■ SET PROBLEM ■
Return every line in the material below that contains the string "navy".

(Dataset rows showing where objects appear)
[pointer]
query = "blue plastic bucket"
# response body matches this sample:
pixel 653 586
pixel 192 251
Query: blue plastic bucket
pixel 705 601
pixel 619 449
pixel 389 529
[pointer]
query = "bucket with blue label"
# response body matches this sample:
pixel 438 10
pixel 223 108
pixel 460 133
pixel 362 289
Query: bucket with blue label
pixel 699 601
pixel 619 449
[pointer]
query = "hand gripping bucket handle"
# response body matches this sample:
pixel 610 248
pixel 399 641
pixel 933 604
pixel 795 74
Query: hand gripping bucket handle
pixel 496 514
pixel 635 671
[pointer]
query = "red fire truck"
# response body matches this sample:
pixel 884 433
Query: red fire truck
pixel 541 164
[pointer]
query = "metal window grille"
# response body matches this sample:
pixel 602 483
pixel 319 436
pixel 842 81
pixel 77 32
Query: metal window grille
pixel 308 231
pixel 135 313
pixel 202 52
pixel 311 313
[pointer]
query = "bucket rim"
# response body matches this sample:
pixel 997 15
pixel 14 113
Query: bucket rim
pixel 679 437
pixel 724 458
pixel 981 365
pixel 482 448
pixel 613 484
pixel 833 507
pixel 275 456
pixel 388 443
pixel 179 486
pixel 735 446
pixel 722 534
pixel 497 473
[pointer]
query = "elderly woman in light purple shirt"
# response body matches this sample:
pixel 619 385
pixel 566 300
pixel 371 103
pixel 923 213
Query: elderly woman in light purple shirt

...

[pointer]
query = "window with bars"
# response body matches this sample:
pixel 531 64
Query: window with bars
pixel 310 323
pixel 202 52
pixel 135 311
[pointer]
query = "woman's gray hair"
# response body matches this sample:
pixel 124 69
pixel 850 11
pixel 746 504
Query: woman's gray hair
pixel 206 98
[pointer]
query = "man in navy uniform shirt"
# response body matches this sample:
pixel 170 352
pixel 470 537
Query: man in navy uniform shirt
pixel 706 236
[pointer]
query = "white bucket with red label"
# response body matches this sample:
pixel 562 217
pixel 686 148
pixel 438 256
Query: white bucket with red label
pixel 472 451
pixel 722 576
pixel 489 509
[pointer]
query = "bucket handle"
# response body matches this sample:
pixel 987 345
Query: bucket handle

■ FULL SOLUTION ■
query = "man in navy uniform shirt"
Query: man in navy uniform shirt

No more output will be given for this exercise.